#### [The input]
# # #

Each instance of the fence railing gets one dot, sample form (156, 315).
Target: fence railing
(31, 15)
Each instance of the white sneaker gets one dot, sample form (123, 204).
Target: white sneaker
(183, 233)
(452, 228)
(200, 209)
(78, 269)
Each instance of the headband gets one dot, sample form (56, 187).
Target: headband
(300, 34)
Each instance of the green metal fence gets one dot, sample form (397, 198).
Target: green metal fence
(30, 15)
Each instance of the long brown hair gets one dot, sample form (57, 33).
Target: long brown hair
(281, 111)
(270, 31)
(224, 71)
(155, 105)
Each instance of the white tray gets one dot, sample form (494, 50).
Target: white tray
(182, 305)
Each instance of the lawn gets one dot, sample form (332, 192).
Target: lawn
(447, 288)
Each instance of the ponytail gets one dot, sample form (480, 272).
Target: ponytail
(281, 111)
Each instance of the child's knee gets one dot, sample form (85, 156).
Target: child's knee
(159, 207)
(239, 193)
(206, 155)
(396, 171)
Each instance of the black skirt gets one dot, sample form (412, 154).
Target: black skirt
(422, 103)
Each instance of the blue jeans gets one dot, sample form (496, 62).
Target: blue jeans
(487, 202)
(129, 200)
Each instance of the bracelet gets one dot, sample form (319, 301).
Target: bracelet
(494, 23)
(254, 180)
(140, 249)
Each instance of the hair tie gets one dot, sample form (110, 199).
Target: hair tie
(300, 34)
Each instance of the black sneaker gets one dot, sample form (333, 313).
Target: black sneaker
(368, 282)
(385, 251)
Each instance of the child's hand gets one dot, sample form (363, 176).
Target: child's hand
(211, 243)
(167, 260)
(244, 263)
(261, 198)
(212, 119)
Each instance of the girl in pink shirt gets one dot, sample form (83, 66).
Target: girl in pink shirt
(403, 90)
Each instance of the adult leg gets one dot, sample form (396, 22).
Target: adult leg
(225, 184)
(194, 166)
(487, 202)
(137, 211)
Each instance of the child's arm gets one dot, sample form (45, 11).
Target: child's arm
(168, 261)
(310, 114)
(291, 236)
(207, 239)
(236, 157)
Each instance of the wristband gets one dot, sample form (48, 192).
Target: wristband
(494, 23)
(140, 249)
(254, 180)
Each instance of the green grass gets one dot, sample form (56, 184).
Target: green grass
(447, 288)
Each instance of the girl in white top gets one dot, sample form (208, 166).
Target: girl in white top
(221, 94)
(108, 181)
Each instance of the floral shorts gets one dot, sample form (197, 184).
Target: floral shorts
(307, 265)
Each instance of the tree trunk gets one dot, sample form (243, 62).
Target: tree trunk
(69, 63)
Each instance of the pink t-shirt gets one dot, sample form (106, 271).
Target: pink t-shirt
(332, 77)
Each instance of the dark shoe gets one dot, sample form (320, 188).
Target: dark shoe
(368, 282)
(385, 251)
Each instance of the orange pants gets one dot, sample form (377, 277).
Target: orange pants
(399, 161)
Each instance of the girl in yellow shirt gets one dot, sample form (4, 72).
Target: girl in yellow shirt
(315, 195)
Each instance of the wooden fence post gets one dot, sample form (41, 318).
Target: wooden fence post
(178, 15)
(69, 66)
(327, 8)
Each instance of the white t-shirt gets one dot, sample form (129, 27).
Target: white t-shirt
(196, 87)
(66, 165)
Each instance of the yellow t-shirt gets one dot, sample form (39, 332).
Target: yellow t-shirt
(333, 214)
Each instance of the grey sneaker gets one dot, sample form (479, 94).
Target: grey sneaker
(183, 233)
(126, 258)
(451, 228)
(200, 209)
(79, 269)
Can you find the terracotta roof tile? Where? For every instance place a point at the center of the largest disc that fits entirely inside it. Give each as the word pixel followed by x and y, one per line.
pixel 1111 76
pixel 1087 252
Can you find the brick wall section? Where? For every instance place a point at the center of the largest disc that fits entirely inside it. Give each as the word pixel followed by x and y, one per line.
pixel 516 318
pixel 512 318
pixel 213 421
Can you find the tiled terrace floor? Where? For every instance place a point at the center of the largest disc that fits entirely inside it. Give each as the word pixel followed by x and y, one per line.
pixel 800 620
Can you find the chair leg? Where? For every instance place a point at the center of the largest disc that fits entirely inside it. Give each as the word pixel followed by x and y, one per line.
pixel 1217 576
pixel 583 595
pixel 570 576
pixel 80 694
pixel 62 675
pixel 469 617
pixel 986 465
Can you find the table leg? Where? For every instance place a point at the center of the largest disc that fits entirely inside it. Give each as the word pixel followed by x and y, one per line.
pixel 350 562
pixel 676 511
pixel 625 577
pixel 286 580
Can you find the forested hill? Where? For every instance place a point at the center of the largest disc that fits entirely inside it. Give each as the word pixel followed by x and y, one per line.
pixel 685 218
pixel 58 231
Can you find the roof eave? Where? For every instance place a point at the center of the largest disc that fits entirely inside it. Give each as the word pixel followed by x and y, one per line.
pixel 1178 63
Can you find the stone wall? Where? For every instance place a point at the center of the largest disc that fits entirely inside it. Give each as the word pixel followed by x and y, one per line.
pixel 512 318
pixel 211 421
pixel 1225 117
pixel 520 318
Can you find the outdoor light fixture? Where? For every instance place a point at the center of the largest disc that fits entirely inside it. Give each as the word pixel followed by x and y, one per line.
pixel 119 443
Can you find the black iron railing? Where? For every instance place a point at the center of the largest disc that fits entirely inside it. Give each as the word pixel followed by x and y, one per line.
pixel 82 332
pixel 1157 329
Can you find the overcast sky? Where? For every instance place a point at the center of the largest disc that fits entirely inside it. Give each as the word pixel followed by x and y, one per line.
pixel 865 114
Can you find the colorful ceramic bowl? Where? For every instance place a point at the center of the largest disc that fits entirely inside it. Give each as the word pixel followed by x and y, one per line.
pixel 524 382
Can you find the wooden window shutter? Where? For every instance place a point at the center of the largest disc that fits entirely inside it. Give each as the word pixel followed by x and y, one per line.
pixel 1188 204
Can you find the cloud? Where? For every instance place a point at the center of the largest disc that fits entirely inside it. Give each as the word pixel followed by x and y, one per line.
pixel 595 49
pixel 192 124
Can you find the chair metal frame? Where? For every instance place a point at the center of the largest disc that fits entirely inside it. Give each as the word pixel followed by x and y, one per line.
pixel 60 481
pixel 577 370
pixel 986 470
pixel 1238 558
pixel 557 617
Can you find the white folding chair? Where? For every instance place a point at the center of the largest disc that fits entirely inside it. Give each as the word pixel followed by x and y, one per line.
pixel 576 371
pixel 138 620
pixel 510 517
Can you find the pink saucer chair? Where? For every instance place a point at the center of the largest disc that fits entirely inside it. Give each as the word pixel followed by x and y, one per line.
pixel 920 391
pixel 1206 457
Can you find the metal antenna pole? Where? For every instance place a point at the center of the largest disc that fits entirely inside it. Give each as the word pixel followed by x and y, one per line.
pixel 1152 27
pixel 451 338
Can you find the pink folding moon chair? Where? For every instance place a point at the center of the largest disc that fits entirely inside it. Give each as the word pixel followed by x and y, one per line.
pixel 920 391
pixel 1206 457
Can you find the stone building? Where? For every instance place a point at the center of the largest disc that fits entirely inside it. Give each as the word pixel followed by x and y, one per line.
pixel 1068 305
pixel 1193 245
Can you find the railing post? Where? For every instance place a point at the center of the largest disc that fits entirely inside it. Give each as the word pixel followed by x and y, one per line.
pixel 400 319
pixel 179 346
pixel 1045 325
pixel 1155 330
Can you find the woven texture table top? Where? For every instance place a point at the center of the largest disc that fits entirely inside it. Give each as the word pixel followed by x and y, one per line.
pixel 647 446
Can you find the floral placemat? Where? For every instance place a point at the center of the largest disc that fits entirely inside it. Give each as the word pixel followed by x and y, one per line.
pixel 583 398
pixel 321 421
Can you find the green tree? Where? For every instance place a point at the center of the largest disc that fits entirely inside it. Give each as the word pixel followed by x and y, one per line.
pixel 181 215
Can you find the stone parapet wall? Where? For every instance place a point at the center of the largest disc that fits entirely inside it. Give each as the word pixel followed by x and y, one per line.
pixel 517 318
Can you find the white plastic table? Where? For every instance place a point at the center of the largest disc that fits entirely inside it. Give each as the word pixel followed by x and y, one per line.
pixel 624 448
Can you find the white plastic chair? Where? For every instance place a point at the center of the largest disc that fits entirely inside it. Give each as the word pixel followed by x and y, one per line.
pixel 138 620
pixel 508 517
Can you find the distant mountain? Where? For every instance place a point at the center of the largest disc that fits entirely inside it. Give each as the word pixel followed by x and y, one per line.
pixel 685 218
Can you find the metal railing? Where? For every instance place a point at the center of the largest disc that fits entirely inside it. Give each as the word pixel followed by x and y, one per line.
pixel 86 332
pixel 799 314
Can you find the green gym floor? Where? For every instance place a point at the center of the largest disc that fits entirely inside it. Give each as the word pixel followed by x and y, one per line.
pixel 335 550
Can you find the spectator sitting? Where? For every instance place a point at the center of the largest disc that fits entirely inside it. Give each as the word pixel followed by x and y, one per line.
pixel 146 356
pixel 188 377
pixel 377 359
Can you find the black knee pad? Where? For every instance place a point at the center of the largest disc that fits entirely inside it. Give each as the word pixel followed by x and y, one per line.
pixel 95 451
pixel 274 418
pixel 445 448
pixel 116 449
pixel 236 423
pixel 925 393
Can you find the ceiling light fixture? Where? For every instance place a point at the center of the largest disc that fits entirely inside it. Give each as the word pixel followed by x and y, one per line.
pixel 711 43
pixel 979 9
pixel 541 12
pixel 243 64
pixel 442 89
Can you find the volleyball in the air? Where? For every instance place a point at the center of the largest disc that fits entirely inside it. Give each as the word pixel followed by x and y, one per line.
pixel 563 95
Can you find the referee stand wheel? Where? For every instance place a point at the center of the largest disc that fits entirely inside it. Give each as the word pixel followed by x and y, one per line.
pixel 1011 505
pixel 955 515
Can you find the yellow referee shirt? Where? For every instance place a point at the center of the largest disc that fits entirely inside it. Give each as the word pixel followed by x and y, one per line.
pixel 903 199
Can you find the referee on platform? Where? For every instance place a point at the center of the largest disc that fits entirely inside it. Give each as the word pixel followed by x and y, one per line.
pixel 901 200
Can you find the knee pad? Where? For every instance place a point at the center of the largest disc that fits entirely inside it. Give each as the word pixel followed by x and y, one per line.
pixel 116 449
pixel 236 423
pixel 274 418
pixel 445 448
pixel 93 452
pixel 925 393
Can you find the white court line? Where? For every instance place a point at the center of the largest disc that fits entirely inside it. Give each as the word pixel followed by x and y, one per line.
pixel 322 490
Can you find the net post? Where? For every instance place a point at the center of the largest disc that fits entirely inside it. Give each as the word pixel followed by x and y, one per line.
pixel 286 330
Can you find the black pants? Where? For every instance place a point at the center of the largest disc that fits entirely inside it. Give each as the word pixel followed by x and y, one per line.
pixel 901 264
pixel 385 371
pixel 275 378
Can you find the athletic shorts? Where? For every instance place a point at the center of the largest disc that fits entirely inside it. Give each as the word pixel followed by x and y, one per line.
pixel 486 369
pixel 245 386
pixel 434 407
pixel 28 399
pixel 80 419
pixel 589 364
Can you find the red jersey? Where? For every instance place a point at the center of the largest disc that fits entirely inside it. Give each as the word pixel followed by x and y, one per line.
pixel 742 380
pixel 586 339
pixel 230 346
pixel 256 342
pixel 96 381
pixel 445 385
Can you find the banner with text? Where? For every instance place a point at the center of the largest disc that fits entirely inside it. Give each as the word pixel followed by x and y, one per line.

# # #

Retype exactly the span of lines from the one with "Each instance of the black skirt" through the one with "Each instance of the adult"; include both ends and omit the rest of the material.

Each instance of the black skirt gets one dot, sample form (412, 154).
Target: black skirt
(422, 103)
Each instance of the blue jeans gets one dot, sample form (496, 62).
Target: blue jeans
(487, 202)
(129, 200)
Each instance of the bracelet gets one dot, sample form (319, 301).
Target: bracelet
(494, 23)
(254, 180)
(140, 249)
Each instance of the hair tie gets one dot, sample form (110, 199).
Target: hair tie
(300, 34)
Each instance of the black sneaker gets one dot, sample form (333, 313).
Target: black sneaker
(368, 282)
(385, 251)
Each instance of the child's hand gets one dot, sample form (363, 176).
Target: child's hand
(211, 243)
(167, 260)
(244, 263)
(261, 198)
(212, 119)
Each instance of the girl in pink shirt gets one dot, sample form (83, 66).
Target: girl in pink shirt
(403, 90)
Each instance of the adult leg gets one dot, sample form (396, 22).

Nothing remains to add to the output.